# TASK PROMPT:
Output the entries as they appear, skipping images.

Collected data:
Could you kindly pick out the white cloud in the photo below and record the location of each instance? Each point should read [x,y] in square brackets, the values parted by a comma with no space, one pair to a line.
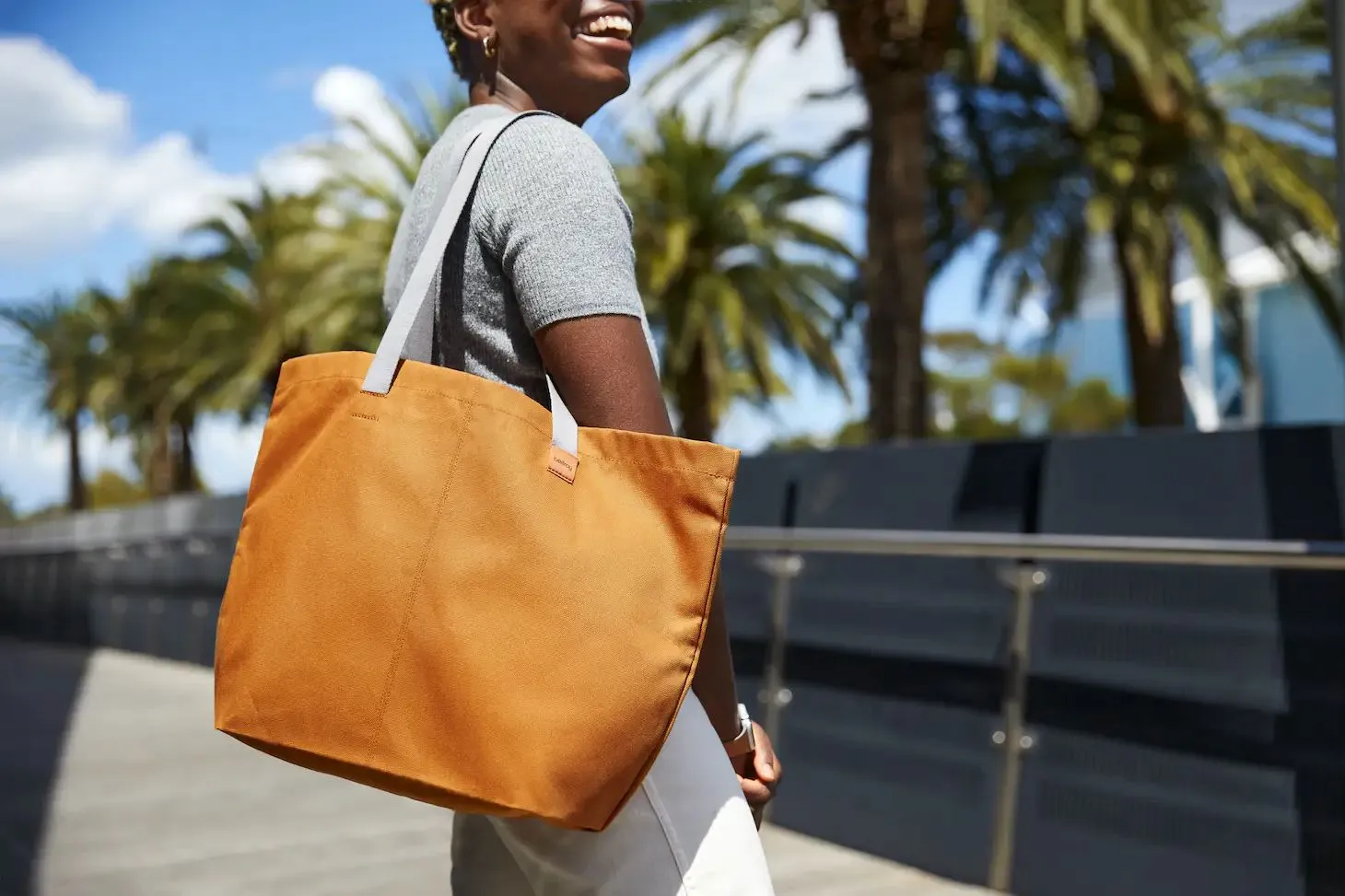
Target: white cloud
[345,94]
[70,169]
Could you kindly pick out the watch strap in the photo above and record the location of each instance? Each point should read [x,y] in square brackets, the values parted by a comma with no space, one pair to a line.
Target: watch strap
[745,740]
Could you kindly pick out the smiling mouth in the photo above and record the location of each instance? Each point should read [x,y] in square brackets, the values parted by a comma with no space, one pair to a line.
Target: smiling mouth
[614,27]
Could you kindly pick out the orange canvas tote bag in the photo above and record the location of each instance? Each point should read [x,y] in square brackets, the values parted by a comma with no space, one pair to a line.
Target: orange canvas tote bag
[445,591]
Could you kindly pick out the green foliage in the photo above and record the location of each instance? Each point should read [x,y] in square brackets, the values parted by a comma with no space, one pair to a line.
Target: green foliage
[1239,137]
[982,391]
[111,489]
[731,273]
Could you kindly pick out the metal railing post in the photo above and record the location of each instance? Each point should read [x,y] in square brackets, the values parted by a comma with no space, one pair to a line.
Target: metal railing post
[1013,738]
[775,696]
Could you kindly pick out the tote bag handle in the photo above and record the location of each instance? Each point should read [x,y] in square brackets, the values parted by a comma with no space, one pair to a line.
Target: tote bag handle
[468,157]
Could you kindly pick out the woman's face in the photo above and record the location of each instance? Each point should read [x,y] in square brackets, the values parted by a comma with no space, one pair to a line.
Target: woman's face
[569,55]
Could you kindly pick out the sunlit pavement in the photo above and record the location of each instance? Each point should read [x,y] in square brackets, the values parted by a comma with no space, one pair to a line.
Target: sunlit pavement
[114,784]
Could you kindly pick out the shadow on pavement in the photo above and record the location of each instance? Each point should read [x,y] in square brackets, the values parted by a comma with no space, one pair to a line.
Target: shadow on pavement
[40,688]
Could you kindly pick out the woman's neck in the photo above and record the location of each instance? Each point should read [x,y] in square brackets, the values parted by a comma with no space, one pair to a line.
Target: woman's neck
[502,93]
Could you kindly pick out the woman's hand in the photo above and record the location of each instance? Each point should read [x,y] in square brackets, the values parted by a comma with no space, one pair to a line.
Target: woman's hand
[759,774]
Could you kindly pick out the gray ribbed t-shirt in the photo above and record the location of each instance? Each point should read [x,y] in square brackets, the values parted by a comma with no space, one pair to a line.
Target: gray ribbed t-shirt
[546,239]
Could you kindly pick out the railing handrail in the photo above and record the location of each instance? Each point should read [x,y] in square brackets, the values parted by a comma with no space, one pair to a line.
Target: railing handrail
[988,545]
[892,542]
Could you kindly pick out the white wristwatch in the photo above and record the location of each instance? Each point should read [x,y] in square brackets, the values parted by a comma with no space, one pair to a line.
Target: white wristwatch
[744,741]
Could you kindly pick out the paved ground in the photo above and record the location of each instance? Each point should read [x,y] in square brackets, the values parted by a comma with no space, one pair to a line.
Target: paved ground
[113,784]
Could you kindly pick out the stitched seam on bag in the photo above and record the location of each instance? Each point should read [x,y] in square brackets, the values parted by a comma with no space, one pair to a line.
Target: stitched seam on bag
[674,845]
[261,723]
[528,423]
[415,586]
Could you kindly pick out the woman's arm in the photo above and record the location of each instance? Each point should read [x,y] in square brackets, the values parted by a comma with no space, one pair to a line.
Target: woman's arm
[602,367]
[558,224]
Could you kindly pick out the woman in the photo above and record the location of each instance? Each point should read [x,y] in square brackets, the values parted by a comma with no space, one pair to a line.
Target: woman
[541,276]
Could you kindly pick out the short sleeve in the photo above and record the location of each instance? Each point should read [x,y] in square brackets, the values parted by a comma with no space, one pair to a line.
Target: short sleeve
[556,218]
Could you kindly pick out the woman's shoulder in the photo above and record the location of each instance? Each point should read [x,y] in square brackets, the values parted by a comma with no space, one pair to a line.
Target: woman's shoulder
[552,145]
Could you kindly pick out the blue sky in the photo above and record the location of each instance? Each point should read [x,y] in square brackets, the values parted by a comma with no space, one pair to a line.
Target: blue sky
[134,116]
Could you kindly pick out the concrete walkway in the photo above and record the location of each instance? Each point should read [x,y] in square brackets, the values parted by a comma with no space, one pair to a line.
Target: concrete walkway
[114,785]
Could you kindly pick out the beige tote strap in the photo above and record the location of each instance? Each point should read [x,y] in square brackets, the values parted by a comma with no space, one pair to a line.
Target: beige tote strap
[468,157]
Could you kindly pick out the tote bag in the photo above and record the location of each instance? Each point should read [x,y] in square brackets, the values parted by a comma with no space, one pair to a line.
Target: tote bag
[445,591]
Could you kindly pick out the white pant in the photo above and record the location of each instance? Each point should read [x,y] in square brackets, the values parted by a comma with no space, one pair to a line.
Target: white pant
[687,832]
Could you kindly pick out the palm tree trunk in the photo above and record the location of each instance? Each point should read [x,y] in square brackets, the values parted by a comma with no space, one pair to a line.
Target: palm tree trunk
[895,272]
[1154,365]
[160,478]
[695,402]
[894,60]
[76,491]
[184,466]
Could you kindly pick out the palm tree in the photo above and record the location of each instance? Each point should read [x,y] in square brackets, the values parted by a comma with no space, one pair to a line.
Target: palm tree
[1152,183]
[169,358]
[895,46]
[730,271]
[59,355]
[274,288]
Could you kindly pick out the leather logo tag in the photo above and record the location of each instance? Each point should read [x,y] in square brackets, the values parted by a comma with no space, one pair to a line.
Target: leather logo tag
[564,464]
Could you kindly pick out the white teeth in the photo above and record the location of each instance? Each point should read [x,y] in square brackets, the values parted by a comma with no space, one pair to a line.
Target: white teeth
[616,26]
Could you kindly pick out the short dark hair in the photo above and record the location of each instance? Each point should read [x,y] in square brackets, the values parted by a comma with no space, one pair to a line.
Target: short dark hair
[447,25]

# EXERCISE OUTPUT:
Could you kindly pick out the white cloud in the photo below and record the location of each instance? Each point should read [x,y] in square brackets, the values parted by a comma with no space, one pair to a line.
Target: white cloud
[345,94]
[70,169]
Could you kindly pick out the watch strap in the photo above and record the location of each instance? Each point should read [x,y] in square brackets, the values parted by a comma with no space, one pair to a line.
Target: watch strap
[745,740]
Could you kindly pick out the smiling mouth in the photo above and record the location of each instance? Each point should read [x,y] in square brackets, the values parted by a comma with no space, one pair to a line.
Target: smiling mouth
[614,27]
Could you kindly pick out the orange canvas tote bag in the photo above and record the location of each instance? Each point should read [x,y] in square brackets, the values parted by a comma with no space, one pair to a line.
Target: orange canvas tote bag
[445,591]
Could you kindly pick out the green foliage in the photo above and record the location of each instance? Each point should read [x,y] in square brackets, the values parted by a comma with no space, one pair to a line.
Target: green foliage
[1239,137]
[982,391]
[111,489]
[731,273]
Could you kindly pick out the metal railing post in the photo above and record the location of each instance? Each point should read [x,y] in square brackets, the values parted by a comma with no space, one pair to a line.
Target: metal railing post
[1013,738]
[775,696]
Could you kindly pick out the tote bag handle in the photo above and record the location of each instance? Each point should read [x,y] in square brackets, the values parted by a comma with no space, one pair to a line.
Target: tote bag handle
[468,157]
Could you kindly pick out the woman's face in the photo above and record the location of each instance? Each point should read [x,y] in square brackets, the values parted by a comma with no space, one pair to a line.
Target: woman's face
[569,55]
Could you kindly pick out the sunlit pavement in the photo above and record the location of each instance? Each point should read [x,y] in square brackets, the values parted by a comma with no space, one pair to a line.
Target: sunlit pavement
[114,784]
Could you kindly pick out the shadow on pavement in the photo above and record the location of each instance? Each point should read [x,y] in square brackets, the values parted by a comma with no space, one pair to a line.
Target: shadow on pavement
[40,688]
Could you kindly pick out the woman's neck in the photo above and record the location of each instance? Each point should read [x,y] in square brackets, the values parted by a comma with no space, one pair to a line.
Target: woman's neck
[502,93]
Could you kindly pick out the woman's hand in the photo above and record the location of each instance? Each point should read [x,y] in square brackets, the values parted by a comma with no space, one pair to a line.
Target: woman's hand
[759,774]
Could you kindly pick out the gray ribbed t-shirt in the photo above and record the location of each instance? Each point should read [x,y] in square brackets, the values parted by a comma with no space, one pair to a line.
Target: gray ribbed t-shirt
[546,239]
Could you kindly pick out the railing handrail in the photo above and record the location of each instance? Each point should read [x,y] in square brackets, the values parted by a comma with no space, one pair to a line.
Target: railing handrail
[988,545]
[892,542]
Could you kindly pick out the white wristwatch in the photo above and record the location of each instance? Each point should read [x,y] in square brackets, the values parted by a comma with no space, one pair to a line.
Target: white wristwatch
[744,741]
Could you kindly pick out the paved ground in the photo above and record the location of each instance? Each point should read [x,y] in square brackets, the values parted by a comma with no space, one pair to a line.
Target: paved ground
[113,784]
Could you kindly pick out the stitched seam on bag in the photo above and record the location of each instance? Each point should read [x,y] in square brackets, the values parted by a comma with no space, one pair to a line.
Target: stitched seam on bag
[674,845]
[261,723]
[528,423]
[415,586]
Could you kindly pick out the woman's arm in the photo above and record the location of each instance? Each point should read [x,y] in square brackets, the values parted by a comma with no space, one pair to a line.
Target: woman's arm
[602,367]
[558,224]
Could you kindly pick out the woman in the photo above and record the location of each instance? Each point should read [x,y] in square brackets, the values parted by a comma with no space, one pair to a line.
Target: woman
[541,276]
Could you kindly pick out the short sleeve in the photo above and record the location of each instance? Each point should read [x,y] in square brackets, the values parted by a comma with no space, one pair to a line.
Target: short sleeve
[556,218]
Could you kindly pick out the woman's shoulder in the photo above and record the location of each instance? Each point should read [x,y] in square brackets, the values parted by a comma with no space, one pair to a line.
Target: woman's shoulder
[552,145]
Could you kindly pick out the blue sky in the photo above and record the location of each instance? Each point should read [x,y] in square brackets, the values parted by a comma with no space, one pair to a line.
Target: blue sky
[134,116]
Could you kindly pick out the concrete walkway in the photo above and record the location of each instance? Each point should read [x,y] in square brackets, the values parted by a comma with no space, one pair to a line.
Target: concrete walkway
[114,785]
Could you kindly pick out the beige tote strap in the photo above and record the location of each instance? Each point should read [x,y] in square brackets, the values parted by a comma with no space, one pair to a line.
Target: beige tote strap
[468,157]
Could you kindly pick out the tote bag in the photo above and record the location of each instance? Each point should read [x,y] in square brackets, the values parted by a comma with no space, one pair to a line.
Target: tote bag
[445,591]
Could you kindly pick out the white pant in the photo above and record the location of each instance? Each point should read [x,y] in square brackets, the values parted by a comma with no space, one pair to a line.
Target: white pant
[687,832]
Could you kindly pick out the palm tree trunk in the photo above and record the location of each instance? Each point should read [x,y] in square brackets, the values parted by a comma with no space, one pair to a line.
Target: palm tree trunk
[895,272]
[1154,365]
[160,478]
[695,402]
[894,60]
[76,491]
[184,466]
Could you kindly pick out the palm tree in the photo above and record the location of each instance? Each point should read [x,y] in square brackets, the values parted by a comma with no space, one pair to a line.
Target: palm tree
[1152,183]
[169,358]
[895,46]
[730,271]
[59,355]
[274,288]
Could you kindly pick out the leather logo tag in the photo above and record the location of each instance? Each point should read [x,y] in square brackets, the values parted by a comma with no space, one pair to a line.
Target: leather logo tag
[564,464]
Could you kindly pick out the white teeth in the photo above and record the location of each instance? Each point should read [x,y] in square brackets, the values parted by a comma with no space, one pair to a line.
Target: white teeth
[616,26]
Could you kindly pick out the short dark hair in the photo above and record the location of each instance? Each point should read [x,y] in square brackets, the values parted by a comma with no space, one pair to a line.
Target: short dark hair
[447,25]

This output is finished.